---------- Selected text ----------
More adequate would be the ratio of credit card expenditure to income:
ggplot(CreditCard, aes(x=risk, y=(expenditure/income))) +
geom_boxplot(alpha=0.7) +
stat_summary(fun="mean", geom="point", shape=20, size=5, color="red", fill="red")
This ratio is the lowest for the very low risk group. For low and high risk the levels are pretty similar, but high risk group has a bigger spread. The very high risk has zero levels because expenditure levels are zero, as on the previous plot.
As could be observed, mean value of age for low credit risk group is greater, than in high risk groups. In low risk groups values are more dispersed. These values indicate, that older individuals are less likely to have problems with their credit history.
Mean value of income is significantly higher in low-risk groups (4.61 in very low risk against 2.81 in very high), values again are more dispersed in groups with low risk.
Months living at current address also differ - low-risk individuals tend to live longer on their address, which could indicate more stable financial situation.
Number of active accounts in high-risk groups is lower, than in low-risk (4.85 against 9.28).
Overall, given results indicate, that individuals with low credit risk tend to be older, with higher income, better, more stable financial situation and life quality in general. High credit risk individuals are young people with low income and unstable finances.
----------
- **Goal 1**:
In the credit risk analysis, what is the mean income for the very low risk group and for the very high risk group?
The text and the listing have nothing to do with each other.
---------- Given data ----------
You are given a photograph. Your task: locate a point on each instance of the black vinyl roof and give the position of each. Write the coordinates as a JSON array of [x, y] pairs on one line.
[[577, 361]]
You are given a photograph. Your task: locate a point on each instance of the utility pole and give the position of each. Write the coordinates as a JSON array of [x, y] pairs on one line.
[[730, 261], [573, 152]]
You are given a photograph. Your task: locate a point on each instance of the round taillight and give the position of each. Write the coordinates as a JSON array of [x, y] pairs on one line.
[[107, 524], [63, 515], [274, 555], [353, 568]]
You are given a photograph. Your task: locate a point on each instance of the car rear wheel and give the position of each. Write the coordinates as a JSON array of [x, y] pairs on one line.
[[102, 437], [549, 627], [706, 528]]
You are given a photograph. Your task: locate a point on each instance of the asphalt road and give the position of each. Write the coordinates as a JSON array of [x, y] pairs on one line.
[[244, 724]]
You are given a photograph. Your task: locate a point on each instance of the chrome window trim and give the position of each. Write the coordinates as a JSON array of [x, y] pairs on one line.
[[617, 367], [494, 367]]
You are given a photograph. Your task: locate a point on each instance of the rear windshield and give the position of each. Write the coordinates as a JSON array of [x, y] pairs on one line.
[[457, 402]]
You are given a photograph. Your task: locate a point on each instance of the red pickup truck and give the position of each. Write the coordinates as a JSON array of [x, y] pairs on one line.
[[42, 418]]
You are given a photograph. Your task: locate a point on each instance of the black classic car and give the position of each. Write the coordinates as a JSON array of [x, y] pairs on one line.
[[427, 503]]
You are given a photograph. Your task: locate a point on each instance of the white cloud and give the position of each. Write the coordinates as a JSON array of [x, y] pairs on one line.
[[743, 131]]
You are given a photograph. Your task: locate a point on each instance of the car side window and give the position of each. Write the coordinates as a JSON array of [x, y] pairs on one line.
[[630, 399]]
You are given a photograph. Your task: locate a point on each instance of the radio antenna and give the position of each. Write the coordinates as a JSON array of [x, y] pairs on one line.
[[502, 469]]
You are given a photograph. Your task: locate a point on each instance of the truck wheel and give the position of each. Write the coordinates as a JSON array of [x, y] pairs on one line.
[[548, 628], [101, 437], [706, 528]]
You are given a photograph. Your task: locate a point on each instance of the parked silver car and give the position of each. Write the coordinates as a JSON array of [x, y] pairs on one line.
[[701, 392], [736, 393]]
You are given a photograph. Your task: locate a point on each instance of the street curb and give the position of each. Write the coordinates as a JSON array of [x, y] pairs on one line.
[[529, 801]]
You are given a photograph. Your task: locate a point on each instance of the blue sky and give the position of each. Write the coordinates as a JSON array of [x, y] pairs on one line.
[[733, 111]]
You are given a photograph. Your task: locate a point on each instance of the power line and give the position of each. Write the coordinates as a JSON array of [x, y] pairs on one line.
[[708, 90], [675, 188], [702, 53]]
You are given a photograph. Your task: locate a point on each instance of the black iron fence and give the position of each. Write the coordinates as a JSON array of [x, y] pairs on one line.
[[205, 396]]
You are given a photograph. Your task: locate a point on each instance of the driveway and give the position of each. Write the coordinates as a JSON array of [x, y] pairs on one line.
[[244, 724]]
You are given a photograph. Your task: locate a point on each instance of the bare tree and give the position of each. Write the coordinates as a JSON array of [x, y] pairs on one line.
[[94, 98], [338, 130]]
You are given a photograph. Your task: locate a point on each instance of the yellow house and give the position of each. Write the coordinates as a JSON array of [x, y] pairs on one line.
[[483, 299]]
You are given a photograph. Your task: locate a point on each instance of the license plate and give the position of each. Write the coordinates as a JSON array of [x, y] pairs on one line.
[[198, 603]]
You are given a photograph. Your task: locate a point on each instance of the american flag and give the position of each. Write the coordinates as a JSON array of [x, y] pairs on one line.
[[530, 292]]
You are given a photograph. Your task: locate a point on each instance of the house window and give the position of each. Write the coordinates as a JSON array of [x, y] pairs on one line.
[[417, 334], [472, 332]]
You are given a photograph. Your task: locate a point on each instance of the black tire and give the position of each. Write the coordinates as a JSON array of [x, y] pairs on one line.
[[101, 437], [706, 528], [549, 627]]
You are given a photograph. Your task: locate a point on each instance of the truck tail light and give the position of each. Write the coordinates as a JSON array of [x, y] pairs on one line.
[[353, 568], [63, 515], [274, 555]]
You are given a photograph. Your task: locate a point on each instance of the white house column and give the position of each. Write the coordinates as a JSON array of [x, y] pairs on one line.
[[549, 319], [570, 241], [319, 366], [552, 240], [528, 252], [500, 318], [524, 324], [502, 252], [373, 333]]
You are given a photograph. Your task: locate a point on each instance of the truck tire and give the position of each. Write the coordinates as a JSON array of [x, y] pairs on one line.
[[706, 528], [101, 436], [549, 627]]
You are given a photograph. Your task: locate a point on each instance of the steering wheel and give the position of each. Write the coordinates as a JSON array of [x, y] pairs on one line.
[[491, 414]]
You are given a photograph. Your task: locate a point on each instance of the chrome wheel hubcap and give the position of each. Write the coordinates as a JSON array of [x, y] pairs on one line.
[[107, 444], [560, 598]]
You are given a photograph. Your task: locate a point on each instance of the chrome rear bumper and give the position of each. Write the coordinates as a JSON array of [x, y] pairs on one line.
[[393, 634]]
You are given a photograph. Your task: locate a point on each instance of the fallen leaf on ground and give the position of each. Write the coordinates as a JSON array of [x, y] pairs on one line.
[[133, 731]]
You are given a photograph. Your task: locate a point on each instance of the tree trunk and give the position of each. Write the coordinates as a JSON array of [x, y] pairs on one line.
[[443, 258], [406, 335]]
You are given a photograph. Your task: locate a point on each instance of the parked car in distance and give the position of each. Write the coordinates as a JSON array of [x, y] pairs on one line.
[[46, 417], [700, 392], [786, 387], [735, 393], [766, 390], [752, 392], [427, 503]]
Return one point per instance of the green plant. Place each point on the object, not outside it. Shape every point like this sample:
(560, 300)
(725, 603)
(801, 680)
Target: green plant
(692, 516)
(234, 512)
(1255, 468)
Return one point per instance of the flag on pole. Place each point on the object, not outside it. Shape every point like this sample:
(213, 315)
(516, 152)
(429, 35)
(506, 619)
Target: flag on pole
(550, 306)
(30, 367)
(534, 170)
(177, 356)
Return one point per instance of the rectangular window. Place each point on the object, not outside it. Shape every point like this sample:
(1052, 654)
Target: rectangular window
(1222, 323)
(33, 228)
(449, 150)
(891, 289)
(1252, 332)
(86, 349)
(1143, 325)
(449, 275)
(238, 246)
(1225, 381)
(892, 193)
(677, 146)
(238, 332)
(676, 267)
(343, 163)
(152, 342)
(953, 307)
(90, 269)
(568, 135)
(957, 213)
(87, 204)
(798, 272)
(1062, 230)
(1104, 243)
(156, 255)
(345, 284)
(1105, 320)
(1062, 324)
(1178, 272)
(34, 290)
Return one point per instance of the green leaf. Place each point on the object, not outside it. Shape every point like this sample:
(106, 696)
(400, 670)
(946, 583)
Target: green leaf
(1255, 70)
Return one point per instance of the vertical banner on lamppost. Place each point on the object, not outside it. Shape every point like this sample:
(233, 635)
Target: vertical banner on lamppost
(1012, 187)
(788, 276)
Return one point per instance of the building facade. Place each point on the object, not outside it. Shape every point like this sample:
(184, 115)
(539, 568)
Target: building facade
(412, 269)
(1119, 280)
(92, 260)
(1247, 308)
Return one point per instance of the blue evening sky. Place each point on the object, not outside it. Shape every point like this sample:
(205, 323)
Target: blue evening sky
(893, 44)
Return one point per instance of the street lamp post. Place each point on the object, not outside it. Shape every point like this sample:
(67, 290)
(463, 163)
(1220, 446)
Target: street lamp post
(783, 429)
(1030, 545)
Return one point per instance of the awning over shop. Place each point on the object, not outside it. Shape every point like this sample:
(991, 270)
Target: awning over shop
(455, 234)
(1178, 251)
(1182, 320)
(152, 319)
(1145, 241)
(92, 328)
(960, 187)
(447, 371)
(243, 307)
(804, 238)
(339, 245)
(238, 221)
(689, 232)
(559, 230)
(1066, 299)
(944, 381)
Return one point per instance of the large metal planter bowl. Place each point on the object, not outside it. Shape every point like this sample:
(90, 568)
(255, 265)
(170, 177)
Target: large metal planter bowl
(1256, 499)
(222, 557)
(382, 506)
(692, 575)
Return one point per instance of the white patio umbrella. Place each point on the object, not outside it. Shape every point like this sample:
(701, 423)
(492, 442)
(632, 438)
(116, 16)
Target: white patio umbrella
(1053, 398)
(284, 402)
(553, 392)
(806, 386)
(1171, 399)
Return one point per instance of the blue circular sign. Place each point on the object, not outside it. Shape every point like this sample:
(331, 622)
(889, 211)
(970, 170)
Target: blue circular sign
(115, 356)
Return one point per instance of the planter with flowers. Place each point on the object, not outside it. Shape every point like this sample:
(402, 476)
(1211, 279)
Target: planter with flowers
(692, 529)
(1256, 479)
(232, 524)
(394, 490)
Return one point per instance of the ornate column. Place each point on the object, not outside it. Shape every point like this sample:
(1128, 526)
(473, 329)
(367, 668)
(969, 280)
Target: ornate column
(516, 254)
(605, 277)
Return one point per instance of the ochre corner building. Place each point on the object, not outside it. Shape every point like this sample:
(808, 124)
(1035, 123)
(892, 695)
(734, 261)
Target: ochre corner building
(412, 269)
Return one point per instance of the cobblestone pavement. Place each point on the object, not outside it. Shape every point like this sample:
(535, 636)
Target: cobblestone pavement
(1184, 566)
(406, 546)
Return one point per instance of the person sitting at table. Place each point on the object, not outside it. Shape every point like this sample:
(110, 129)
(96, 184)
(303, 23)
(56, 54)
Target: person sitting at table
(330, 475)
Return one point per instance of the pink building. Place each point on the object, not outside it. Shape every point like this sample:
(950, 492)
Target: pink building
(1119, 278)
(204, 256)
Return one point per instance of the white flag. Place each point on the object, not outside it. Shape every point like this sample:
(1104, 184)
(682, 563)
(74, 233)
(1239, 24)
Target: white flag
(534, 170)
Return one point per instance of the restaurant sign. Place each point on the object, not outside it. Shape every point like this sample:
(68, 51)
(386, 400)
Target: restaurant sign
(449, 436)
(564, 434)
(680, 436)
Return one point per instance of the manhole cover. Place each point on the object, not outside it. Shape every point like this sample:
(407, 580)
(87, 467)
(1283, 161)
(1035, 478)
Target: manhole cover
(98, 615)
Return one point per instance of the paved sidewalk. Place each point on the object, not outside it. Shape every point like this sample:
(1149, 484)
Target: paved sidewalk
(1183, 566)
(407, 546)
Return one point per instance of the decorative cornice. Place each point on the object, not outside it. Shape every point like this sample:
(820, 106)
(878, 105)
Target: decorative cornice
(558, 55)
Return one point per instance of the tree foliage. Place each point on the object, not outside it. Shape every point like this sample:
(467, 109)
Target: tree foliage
----------
- **Goal 2**:
From the listing, arrange as a Markdown table with the columns "No." and "Line" the lines beginning with the line that contains "of the radio" and continuing through the line that contains "[[502, 469]]". Leave out any blank lines.

- **Problem solution 1**:
The mean income is 4.61 in the very low risk group and 2.81 in the very high risk group.

- **Problem solution 2**:
| No. | Line |
|---|---|
| 1 | You are given a photograph. Your task: locate a point on each instance of the radio antenna and give the position of each. Write the coordinates as a JSON array of [x, y] pairs on one line. |
| 2 | [[502, 469]] |